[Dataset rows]
::::
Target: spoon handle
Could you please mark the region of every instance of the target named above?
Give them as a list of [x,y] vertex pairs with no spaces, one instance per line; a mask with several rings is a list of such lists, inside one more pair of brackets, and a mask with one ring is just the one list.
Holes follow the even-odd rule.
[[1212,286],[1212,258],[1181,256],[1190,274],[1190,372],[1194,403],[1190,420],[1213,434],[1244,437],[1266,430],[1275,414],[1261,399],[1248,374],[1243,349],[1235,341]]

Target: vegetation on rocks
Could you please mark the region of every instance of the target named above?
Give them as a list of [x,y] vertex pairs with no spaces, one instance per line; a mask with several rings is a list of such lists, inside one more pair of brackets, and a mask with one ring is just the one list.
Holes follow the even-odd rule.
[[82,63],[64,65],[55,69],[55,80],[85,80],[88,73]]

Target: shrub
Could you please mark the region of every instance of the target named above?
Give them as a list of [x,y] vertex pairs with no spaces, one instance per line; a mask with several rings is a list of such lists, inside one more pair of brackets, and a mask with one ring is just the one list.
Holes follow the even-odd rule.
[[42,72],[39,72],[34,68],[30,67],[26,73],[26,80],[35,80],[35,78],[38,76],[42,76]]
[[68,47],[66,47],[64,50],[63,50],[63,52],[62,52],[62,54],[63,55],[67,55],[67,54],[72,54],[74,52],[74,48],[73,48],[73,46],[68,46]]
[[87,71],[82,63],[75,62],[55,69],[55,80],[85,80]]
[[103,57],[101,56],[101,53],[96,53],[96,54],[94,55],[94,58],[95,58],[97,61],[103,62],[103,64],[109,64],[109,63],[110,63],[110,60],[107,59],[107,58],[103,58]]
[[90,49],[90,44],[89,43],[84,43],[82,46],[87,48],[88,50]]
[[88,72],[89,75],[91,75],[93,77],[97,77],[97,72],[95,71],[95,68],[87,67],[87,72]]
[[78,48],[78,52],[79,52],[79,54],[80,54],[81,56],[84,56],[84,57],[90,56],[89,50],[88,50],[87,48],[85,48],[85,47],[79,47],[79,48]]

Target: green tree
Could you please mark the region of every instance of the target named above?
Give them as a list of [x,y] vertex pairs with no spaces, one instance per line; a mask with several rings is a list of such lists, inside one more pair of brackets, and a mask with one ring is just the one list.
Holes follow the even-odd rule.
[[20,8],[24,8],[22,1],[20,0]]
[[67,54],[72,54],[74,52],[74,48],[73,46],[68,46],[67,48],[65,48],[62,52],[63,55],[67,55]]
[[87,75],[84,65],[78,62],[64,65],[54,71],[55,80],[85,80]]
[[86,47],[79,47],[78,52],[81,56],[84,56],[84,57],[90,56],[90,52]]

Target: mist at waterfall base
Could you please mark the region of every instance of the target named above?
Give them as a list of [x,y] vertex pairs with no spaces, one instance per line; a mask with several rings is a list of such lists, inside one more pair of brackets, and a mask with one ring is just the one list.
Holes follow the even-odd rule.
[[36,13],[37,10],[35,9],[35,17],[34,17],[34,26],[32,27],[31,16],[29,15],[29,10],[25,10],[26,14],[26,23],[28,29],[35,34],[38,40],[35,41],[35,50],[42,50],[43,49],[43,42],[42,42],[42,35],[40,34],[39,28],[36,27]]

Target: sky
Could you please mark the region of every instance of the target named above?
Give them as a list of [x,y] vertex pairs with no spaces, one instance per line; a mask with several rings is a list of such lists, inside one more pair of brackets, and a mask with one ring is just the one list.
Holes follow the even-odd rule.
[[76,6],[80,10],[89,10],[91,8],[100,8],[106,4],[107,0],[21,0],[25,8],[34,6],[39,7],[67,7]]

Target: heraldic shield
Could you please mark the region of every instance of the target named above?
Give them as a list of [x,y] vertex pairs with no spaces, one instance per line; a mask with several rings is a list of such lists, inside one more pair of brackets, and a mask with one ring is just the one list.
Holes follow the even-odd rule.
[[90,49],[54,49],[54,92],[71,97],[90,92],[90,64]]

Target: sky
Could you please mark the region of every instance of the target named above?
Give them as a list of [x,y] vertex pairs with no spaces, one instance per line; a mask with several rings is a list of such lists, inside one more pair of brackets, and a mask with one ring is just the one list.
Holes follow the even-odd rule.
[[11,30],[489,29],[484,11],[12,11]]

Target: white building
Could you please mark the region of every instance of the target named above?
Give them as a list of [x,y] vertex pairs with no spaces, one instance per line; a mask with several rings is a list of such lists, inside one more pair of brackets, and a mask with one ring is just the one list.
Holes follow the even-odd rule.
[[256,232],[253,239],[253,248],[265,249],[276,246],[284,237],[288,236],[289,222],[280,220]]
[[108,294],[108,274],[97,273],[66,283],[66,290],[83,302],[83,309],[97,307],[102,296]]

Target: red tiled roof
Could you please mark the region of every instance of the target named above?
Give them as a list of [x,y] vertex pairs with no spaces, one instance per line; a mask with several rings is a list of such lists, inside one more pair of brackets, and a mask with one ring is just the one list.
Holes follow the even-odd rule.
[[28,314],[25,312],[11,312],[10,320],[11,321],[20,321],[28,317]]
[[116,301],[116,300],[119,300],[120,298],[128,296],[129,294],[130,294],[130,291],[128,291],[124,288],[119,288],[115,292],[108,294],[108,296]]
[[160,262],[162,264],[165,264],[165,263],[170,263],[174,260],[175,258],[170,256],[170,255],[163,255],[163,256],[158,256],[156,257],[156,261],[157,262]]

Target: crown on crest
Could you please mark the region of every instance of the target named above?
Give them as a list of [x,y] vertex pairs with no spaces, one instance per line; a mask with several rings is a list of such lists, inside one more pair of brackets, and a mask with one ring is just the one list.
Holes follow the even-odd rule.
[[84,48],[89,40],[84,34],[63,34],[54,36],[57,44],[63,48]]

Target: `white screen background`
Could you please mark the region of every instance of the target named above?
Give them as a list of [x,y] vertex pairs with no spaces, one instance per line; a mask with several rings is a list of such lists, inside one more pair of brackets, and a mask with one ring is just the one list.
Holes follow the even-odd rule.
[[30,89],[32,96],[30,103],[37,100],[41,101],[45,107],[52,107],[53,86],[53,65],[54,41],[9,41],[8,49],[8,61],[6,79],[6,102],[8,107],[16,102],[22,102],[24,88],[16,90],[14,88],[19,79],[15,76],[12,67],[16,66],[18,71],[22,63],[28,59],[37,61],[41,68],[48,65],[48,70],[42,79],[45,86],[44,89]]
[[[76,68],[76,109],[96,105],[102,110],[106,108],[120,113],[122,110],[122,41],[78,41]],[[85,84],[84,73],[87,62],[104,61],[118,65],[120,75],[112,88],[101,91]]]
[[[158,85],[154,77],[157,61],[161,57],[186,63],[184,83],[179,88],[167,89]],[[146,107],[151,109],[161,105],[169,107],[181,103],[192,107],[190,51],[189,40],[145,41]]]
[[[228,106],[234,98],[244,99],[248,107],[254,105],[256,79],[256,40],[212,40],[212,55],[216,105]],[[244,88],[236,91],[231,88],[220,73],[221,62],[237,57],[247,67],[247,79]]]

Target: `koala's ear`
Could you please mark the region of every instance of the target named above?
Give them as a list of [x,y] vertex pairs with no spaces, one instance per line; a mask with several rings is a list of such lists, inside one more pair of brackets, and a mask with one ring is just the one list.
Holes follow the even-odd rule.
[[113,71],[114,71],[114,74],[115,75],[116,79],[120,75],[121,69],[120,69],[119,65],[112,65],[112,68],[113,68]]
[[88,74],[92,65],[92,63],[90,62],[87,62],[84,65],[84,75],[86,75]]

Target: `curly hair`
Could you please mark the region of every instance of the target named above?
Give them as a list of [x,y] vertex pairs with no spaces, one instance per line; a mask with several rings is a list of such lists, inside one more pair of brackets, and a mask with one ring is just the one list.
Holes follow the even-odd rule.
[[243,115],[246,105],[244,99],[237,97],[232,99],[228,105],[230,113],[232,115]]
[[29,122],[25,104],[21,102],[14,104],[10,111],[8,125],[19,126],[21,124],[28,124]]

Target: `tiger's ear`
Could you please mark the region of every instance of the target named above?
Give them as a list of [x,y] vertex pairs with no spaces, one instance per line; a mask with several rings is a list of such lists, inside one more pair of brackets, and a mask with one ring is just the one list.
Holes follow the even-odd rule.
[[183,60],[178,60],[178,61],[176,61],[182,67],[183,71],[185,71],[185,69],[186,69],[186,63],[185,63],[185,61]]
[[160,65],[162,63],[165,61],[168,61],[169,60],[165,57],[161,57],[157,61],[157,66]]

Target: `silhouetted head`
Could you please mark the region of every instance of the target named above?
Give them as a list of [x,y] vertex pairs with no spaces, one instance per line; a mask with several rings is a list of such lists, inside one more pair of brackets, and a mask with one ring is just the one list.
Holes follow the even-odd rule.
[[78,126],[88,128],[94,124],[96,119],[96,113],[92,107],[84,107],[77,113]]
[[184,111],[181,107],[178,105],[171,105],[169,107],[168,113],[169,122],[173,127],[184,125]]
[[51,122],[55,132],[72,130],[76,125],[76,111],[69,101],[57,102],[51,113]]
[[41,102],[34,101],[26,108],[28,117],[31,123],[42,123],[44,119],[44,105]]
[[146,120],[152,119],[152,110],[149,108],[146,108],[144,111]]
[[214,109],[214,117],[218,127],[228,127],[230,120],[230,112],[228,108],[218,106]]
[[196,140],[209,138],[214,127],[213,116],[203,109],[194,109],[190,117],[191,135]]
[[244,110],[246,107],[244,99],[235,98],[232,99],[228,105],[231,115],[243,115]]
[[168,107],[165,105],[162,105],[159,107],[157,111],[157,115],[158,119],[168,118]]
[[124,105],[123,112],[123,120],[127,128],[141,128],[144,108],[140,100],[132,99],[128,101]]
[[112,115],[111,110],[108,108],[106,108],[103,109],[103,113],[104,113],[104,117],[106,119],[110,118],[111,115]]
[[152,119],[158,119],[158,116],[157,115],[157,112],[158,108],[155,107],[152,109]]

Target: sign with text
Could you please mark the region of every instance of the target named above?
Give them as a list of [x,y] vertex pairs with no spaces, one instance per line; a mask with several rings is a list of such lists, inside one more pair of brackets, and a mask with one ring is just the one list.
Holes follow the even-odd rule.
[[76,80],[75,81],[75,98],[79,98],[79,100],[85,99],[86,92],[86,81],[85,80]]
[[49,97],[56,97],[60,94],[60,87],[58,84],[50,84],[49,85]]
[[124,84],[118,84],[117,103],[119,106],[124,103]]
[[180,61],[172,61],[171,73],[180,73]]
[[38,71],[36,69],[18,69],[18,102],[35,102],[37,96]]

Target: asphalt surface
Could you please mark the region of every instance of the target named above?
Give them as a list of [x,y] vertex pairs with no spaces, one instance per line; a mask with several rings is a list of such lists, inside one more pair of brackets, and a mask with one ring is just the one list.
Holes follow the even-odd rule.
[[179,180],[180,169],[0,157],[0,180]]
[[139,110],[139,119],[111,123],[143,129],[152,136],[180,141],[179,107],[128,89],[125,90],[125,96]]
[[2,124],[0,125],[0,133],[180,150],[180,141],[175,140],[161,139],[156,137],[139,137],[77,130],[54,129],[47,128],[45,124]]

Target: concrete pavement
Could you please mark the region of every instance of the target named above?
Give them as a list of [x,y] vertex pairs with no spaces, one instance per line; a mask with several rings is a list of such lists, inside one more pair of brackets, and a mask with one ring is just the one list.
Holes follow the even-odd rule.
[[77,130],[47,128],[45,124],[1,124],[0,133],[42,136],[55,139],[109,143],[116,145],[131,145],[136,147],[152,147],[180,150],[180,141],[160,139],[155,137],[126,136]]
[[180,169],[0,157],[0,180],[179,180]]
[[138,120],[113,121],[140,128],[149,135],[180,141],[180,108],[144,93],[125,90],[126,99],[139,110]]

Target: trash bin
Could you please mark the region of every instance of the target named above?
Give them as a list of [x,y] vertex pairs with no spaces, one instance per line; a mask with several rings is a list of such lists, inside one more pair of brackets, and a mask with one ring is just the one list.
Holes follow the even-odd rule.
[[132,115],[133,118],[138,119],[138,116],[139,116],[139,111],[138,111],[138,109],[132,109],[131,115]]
::::
Transcribe the data from the line with "Target: crown on crest" to the line with "[[84,48],[89,40],[84,34],[63,34],[54,36],[57,44],[63,48]]", both of those lines included.

Target: crown on crest
Could you please mark the region of every instance of the target named above?
Give them as a list of [x,y] vertex pairs with no spaces, one instance per line; a mask with several rings is a list of such lists, inside one more pair of brackets, and a mask with one ring is just the one list.
Holes follow the even-odd rule.
[[84,48],[89,40],[84,34],[63,34],[54,36],[57,44],[63,48]]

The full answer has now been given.